• **抜粋した本文**:
•••••
すべて平家のせいだ、天がお怒りなのだ、と宗時は平家に怒ります。

■源行家(杉本哲太)現れる
法皇の御子、以仁王様が挙兵し平家を滅ぼすことになったことを伝えます。源頼政も老骨に鞭打って宮様をお助け申し上げます」(源頼政)
以仁王様の令旨を読み上げる行家。
頼政は、清盛に目をかけられている唯一の源氏です。
頼政について、時政は伊豆の国司であるが、好きではないようです。
時政の言葉に、以仁王の挙兵には従わないことにした頼朝です。
「頼政では無理で人はついてこぬ、清盛入道はいずれ死ぬ」(頼朝)
「遠からず謀反は知ることになり、失敗します。いずれ必ず佐殿には立っていただきましょう」(りく)

■義時と佐殿
「挙兵はやめた」(頼朝)
「わしが源氏の棟梁として采配を振るわねば」
「戦にも政にも関心ございません」(義時)

■京より報せが
手紙が2通届きました。
都はかなり混乱しているようです。
都の情勢を手紙で伝えていたのは三善康信(小林隆)です。
頼政が以仁王についたことで一気に軍勢が勢い付いたのです。
しかし、ご謀反は、あっという間に沈められました。
頼政卿は宇治の平等院でご自害、以仁王様も奈良へ逃げる途中で落命。
乱は鎮圧された、信じられぬ。
お経を唱える頼朝です。
「振り回されっぱなし」と嫁いだことに疲れる政子と実衣。

■大庭景親邸
伊東祐親(浅野和之)と大庭景親(國村隼)が話します。
•••••
• **提示された情報**:
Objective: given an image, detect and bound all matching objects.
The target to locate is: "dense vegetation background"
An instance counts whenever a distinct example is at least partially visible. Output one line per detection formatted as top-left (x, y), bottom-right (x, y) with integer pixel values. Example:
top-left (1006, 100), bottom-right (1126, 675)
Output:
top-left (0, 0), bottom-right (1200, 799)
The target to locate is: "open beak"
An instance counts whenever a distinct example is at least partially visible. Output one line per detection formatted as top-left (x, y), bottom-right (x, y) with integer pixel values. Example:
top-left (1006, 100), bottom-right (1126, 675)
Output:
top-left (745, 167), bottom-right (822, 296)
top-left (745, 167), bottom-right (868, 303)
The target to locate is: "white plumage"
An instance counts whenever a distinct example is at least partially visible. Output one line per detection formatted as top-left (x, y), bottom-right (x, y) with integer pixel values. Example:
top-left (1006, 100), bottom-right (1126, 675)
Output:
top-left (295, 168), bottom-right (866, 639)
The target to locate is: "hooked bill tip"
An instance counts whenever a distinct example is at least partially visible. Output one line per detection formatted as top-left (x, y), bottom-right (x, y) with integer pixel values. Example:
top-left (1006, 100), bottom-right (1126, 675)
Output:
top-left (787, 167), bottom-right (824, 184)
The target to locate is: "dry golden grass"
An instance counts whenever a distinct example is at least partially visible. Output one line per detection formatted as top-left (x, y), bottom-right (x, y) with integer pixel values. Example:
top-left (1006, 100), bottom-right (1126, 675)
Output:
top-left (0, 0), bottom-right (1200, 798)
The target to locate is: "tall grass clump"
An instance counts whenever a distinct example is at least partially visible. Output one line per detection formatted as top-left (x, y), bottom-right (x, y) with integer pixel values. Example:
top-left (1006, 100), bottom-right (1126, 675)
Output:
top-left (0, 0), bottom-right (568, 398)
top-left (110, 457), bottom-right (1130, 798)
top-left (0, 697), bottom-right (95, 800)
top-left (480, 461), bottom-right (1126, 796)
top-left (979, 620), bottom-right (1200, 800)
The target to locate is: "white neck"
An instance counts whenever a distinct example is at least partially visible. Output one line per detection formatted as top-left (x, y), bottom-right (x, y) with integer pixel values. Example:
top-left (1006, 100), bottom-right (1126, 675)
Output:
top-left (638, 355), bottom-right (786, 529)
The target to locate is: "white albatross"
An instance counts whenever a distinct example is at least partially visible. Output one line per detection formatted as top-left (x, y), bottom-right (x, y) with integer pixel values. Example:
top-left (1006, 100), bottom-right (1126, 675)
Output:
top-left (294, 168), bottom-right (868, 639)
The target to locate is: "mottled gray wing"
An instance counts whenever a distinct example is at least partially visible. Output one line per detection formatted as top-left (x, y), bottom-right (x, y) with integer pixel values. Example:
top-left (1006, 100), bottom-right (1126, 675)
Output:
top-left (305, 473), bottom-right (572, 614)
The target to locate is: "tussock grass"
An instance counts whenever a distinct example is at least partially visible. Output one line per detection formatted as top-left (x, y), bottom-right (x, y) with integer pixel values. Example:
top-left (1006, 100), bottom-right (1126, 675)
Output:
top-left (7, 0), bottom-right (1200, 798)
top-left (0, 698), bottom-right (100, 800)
•••••
• **課題の指示**: 本文の「頼政について、時政は伊豆の国司であるが、好きではないようです。」から始まり「手紙が2通届きました。」まで続く部分を、「佐殿」を「兵衛佐殿」に呼び替えて書き出してください。

• **課題の解答**:
頼政について、時政は伊豆の国司であるが、好きではないようです。
時政の言葉に、以仁王の挙兵には従わないことにした頼朝です。
「頼政では無理で人はついてこぬ、清盛入道はいずれ死ぬ」(頼朝)
「遠からず謀反は知ることになり、失敗します。いずれ必ず兵衛佐殿には立っていただきましょう」(りく)

■義時と兵衛佐殿
「挙兵はやめた」(頼朝)
「わしが源氏の棟梁として采配を振るわねば」
「戦にも政にも関心ございません」(義時)

■京より報せが
手紙が2通届きました。